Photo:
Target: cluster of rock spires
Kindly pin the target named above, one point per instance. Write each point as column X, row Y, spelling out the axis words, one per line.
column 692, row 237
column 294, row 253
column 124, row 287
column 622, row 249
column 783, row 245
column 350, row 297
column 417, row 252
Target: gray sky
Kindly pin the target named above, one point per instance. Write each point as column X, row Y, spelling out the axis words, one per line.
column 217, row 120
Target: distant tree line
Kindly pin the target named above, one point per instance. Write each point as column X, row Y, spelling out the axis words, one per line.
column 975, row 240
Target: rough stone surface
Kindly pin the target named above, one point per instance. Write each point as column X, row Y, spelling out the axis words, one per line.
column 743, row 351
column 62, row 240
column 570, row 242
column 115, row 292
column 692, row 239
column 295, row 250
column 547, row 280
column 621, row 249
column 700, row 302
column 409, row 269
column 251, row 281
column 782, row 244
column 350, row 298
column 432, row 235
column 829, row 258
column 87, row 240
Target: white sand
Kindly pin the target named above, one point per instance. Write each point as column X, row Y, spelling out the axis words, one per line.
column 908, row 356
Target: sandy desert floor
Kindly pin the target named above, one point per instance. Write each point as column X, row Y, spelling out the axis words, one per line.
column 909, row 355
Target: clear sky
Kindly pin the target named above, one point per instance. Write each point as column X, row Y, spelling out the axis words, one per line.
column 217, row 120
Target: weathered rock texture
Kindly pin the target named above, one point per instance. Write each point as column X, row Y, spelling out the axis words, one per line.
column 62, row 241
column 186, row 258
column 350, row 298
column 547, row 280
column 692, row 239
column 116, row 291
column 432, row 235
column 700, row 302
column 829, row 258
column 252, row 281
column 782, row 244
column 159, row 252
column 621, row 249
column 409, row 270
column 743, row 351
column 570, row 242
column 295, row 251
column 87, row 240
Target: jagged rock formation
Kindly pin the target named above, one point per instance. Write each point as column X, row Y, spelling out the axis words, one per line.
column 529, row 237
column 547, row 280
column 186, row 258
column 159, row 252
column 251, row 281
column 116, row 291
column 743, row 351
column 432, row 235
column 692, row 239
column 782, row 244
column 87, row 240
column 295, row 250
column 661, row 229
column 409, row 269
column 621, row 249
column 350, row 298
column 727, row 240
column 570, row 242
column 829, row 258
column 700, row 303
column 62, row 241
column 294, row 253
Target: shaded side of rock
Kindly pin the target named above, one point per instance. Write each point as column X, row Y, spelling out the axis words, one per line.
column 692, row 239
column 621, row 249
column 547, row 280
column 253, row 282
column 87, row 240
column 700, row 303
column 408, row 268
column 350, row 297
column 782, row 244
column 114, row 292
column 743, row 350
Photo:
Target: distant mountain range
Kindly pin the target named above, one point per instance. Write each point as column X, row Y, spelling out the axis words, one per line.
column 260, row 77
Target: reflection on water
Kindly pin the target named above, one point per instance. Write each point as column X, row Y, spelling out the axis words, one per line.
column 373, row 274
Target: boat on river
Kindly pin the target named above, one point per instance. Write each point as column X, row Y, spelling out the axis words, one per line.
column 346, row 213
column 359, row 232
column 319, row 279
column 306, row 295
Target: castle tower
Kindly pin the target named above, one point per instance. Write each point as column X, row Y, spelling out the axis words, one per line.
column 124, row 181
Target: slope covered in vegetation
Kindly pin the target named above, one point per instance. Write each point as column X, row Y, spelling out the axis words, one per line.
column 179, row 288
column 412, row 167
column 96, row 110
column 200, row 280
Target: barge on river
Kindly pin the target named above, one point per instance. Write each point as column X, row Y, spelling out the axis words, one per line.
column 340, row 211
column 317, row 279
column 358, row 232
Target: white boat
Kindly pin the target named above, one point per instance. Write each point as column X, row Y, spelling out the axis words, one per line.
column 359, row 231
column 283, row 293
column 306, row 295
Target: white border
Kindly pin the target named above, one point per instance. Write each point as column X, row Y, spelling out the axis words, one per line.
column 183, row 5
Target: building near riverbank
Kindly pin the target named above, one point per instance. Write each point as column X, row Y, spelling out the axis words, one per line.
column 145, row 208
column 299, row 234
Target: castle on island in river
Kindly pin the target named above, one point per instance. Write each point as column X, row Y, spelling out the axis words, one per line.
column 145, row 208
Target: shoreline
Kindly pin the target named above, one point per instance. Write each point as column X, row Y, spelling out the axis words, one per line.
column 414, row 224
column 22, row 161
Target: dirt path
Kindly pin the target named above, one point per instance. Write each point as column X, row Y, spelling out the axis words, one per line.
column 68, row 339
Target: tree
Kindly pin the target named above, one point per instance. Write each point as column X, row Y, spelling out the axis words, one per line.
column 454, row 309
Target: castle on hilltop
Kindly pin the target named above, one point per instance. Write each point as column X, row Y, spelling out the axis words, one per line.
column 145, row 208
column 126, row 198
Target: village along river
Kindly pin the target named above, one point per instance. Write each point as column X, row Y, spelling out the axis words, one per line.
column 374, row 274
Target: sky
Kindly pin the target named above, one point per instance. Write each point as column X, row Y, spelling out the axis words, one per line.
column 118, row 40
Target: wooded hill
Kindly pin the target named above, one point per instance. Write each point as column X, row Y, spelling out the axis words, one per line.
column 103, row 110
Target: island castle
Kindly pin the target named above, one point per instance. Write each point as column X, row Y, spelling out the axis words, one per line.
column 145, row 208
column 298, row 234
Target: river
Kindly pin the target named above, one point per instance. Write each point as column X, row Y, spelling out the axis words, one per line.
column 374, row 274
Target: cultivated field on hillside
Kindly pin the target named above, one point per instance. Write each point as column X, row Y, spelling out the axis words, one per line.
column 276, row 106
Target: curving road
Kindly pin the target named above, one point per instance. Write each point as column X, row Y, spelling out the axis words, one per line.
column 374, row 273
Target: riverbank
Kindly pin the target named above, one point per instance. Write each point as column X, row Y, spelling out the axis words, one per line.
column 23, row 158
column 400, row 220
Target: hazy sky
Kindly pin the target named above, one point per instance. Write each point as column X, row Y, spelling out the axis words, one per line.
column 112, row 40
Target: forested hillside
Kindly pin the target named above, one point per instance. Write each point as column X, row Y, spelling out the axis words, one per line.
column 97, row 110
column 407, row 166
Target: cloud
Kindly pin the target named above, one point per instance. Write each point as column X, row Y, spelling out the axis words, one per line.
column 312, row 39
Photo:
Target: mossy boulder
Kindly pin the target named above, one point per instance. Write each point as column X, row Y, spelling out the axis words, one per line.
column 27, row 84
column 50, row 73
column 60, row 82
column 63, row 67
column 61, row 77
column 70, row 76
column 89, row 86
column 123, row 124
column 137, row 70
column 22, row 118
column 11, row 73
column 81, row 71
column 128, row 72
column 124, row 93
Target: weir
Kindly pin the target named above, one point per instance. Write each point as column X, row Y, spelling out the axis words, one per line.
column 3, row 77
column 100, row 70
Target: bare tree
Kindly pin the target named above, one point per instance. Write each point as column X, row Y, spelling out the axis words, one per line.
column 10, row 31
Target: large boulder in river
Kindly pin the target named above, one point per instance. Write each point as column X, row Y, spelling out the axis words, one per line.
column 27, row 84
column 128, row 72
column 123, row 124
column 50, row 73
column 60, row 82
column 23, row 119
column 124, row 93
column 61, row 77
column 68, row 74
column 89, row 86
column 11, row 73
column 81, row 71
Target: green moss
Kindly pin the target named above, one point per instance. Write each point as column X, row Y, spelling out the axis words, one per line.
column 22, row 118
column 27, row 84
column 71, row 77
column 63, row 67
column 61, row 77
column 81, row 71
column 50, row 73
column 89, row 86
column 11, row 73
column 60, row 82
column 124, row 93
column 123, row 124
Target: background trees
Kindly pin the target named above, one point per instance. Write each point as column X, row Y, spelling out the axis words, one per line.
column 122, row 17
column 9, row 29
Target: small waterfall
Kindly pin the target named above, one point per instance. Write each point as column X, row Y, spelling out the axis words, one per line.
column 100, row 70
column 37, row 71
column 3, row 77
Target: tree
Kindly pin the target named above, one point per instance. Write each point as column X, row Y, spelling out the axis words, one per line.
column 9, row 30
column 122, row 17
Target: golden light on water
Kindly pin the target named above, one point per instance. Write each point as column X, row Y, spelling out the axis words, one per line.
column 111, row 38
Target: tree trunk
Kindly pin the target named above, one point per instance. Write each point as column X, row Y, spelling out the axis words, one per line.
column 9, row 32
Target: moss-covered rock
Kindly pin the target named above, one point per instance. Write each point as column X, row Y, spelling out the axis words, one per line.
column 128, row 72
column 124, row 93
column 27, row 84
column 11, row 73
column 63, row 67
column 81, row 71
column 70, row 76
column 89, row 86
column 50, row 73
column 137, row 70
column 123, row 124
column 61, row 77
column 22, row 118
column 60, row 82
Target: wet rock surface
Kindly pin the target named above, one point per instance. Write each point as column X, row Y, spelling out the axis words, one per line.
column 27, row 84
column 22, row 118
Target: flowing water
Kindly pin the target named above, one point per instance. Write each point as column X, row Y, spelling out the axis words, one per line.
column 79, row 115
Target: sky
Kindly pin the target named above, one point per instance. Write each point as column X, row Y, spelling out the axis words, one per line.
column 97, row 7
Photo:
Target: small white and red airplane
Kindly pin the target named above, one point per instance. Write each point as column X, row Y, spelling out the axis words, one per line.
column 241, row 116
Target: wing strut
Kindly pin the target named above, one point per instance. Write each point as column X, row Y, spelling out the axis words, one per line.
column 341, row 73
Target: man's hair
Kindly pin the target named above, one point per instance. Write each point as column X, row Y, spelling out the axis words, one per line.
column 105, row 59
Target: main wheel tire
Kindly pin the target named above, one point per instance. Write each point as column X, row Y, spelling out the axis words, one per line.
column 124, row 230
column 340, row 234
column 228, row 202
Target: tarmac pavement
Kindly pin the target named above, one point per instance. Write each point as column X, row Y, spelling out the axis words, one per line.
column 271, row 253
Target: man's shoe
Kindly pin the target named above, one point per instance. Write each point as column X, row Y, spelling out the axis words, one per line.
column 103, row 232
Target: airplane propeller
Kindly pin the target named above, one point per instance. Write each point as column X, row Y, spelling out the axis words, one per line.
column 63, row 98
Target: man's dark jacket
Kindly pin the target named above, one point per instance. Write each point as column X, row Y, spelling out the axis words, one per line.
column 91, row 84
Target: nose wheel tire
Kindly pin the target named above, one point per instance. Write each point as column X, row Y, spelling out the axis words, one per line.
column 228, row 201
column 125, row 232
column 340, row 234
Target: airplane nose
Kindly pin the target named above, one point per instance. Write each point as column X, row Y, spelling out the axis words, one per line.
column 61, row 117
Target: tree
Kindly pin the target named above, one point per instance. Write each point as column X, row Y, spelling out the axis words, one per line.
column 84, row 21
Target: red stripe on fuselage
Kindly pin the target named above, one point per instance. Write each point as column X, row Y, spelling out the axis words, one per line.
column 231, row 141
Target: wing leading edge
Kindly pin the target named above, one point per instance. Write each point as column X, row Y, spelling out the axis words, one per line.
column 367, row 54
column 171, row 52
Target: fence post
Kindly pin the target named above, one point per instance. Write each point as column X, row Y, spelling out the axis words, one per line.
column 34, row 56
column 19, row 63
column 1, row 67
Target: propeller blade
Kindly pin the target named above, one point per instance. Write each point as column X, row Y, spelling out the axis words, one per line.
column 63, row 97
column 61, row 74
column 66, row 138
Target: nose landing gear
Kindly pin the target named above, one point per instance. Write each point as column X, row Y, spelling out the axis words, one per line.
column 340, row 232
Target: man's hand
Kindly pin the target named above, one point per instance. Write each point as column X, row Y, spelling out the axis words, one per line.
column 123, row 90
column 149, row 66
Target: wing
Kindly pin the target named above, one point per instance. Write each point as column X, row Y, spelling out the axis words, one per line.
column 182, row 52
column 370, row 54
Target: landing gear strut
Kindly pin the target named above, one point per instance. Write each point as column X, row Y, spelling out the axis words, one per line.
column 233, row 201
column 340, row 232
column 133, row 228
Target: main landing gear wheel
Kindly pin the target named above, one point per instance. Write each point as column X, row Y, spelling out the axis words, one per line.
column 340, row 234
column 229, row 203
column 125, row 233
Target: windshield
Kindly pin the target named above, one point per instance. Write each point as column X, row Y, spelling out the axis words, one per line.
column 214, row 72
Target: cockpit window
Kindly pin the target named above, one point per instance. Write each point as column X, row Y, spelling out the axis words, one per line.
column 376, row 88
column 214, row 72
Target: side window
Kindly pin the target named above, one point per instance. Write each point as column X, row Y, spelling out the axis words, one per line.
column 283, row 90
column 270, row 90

### TASK ITEM
Reproduce exactly the lines of the records above from the one with "Target: hazy sky" to the one with "Target: forested hillside", both included, and leave out everything else.

### RESPONSE
Target: hazy sky
Kindly pin the target named above, one point per instance. Write each point as column X, row Y, spelling out the axis words, one per line.
column 112, row 40
Target: forested hillside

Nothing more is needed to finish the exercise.